# [Required work]
Go through the data that follows and restate each line exactly as it reads.

# [Records supplied]
------------------------------

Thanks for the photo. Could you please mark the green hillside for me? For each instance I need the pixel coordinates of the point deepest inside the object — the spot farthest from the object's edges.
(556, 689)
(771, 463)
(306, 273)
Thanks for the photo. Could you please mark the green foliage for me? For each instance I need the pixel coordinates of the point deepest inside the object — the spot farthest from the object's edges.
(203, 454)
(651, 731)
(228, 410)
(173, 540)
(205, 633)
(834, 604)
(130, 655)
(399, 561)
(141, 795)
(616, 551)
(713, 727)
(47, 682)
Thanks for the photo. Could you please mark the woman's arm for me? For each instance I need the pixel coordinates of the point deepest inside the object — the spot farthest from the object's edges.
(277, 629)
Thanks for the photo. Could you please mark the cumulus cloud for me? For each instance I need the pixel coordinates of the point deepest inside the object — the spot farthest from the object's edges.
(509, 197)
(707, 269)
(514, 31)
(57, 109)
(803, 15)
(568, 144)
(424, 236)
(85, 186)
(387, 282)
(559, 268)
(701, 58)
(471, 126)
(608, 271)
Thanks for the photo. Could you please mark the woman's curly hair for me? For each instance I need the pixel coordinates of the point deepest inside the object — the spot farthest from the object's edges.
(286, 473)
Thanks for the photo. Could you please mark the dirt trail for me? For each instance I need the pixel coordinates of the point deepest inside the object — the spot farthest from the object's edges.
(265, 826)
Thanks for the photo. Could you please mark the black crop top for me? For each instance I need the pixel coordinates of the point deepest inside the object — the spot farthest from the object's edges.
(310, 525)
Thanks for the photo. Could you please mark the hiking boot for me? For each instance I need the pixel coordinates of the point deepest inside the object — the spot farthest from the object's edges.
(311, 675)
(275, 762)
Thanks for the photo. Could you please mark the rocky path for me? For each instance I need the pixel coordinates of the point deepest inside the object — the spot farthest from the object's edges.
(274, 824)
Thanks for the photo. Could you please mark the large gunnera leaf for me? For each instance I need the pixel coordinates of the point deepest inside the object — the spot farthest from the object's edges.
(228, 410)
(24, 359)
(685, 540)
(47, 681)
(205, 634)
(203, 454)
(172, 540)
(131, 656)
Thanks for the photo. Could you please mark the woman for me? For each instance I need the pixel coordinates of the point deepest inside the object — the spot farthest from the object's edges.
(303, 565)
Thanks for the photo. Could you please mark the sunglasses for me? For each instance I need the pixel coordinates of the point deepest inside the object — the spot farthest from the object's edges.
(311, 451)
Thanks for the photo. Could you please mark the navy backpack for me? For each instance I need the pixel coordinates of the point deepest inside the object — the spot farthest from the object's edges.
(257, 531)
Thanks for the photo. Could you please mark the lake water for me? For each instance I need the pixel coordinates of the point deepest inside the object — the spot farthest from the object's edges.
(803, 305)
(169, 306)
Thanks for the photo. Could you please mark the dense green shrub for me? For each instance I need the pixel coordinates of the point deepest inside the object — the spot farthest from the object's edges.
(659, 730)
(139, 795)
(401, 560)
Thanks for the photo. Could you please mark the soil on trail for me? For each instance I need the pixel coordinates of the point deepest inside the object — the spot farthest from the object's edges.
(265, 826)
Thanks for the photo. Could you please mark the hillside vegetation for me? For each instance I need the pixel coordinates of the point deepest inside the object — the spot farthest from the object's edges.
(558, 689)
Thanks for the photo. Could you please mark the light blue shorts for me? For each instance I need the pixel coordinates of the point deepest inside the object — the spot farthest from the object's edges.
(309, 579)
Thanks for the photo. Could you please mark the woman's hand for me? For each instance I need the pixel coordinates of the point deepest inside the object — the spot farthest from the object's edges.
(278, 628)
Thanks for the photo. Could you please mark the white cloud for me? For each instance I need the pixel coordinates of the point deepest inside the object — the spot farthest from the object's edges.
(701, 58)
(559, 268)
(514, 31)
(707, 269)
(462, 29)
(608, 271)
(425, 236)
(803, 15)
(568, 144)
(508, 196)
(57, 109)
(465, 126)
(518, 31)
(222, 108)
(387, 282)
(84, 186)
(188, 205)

------------------------------

# [Completed task]
Thanks for the photo. Could you please mark the green hillside for me? For each instance I need the pixel coordinates of the point deepest inside the object — the spot farthest from the object's edges.
(556, 689)
(771, 463)
(306, 273)
Thanks for the photo. Could you please mark the green foliage for me? For each instance I need the pixel coordinates of the point deepest inside the object — the spot farthest from the object's edges.
(203, 454)
(651, 731)
(228, 410)
(173, 540)
(205, 633)
(834, 604)
(130, 655)
(399, 561)
(141, 795)
(616, 551)
(713, 727)
(47, 682)
Thanks for the photo. Could you please mark the woman's arm for me? For each instance I need the pixel coordinates of the point deepest inside the object — the spot farthest from the object's edges.
(277, 629)
Thanks for the photo. Could you please mark the cumulus cloud for me? For each instance I need the pixel coordinates of the point deepest inside the object — the spot farthest from the object's edges.
(509, 197)
(707, 269)
(514, 31)
(57, 109)
(803, 15)
(568, 144)
(424, 236)
(85, 186)
(387, 282)
(559, 268)
(701, 58)
(471, 126)
(608, 271)
Thanks for the photo. Could you please mark the woman's curly hair for me? For each instance I need the pixel coordinates of the point deepest inside the object — the spot farthest from the object's edges.
(286, 473)
Thanks for the photo. Could you please mark the dirt trail for me? For each instance I need the pixel coordinates of the point deepest inside the object — the spot farthest from the object's edges.
(265, 826)
Thanks for the photo. Could you please mark the black crop top for me? For each instance I need the pixel coordinates of the point deepest inside the object — the spot farthest from the object's edges.
(310, 525)
Thanks for the photo. Could you please mark the hiking boot for me? For each instance I need the pixel coordinates of the point deepest inside the object — the spot farthest from the object's edges.
(311, 675)
(275, 762)
Thanks for the photo. Could you please mark the rocky path for me? For each instance I need the pixel coordinates of the point deepest inside the object — the spot farthest from the object's edges.
(274, 824)
Thanks for the photo. Could you please mark the large gunnera leaf for me? For each instance I need the pixel coordinates of the point deepest inside the object — the spot farthest from the object's edges.
(228, 410)
(24, 359)
(685, 540)
(47, 681)
(205, 634)
(203, 454)
(172, 540)
(131, 656)
Thanks for the photo. Could you please mark the woman for me? For each instance I need the pixel coordinates of the point deepest inside the object — the spot farthest from the object's edges.
(303, 565)
Thanks for the photo. Could you please mark the sunglasses for me? For each instance I need the pixel coordinates of the point deepest inside the object — the spot farthest from the object's edges.
(311, 451)
Thanks for the photo. Could you please mark the navy backpack for me? For each instance I need the pixel coordinates of the point deepest inside the object — the spot farthest from the object's edges.
(257, 531)
Thanks for the photo. Could you please mark the lake water for me? For each instance I need the pixel coordinates of the point deepest inside the object — the spot farthest from the object's edges.
(803, 305)
(169, 306)
Thanks for the photo. Could you please mark the dense green shrub for me? For each instance I need the pixel coordinates of the point deepest inside the object — the spot farthest from the object's edges.
(659, 730)
(139, 795)
(401, 560)
Thanks for the photo. Could you please mark the soil on trail for me? For each instance I need the pixel coordinates of the point deepest inside the object — the spot farthest from the object's edges.
(265, 826)
Thanks for the photo. Could you please mark the hillside vegetation for me? For each instance I need the pixel coordinates of the point deepest inside the object — the spot farthest from the object's edges.
(558, 689)
Thanks for the photo. Could you please mark the light blue shorts for me? For each instance I need the pixel coordinates of the point deepest inside the object — the spot farthest from the object's edges.
(309, 579)
Thanks for the photo. Could you please mark the woman's hand for me? For each instance I need the pixel coordinates of the point deepest inside the object — the spot farthest from the object's edges.
(278, 628)
Thanks for the photo. Could you please mark the white cloud for me? For each instance I need the pixel coordinates of the point deepest inside the object — the spot farthest from the object's edges.
(701, 58)
(559, 268)
(514, 31)
(707, 269)
(462, 29)
(608, 271)
(425, 236)
(803, 15)
(568, 144)
(508, 196)
(57, 109)
(465, 126)
(518, 31)
(222, 108)
(387, 282)
(84, 186)
(188, 205)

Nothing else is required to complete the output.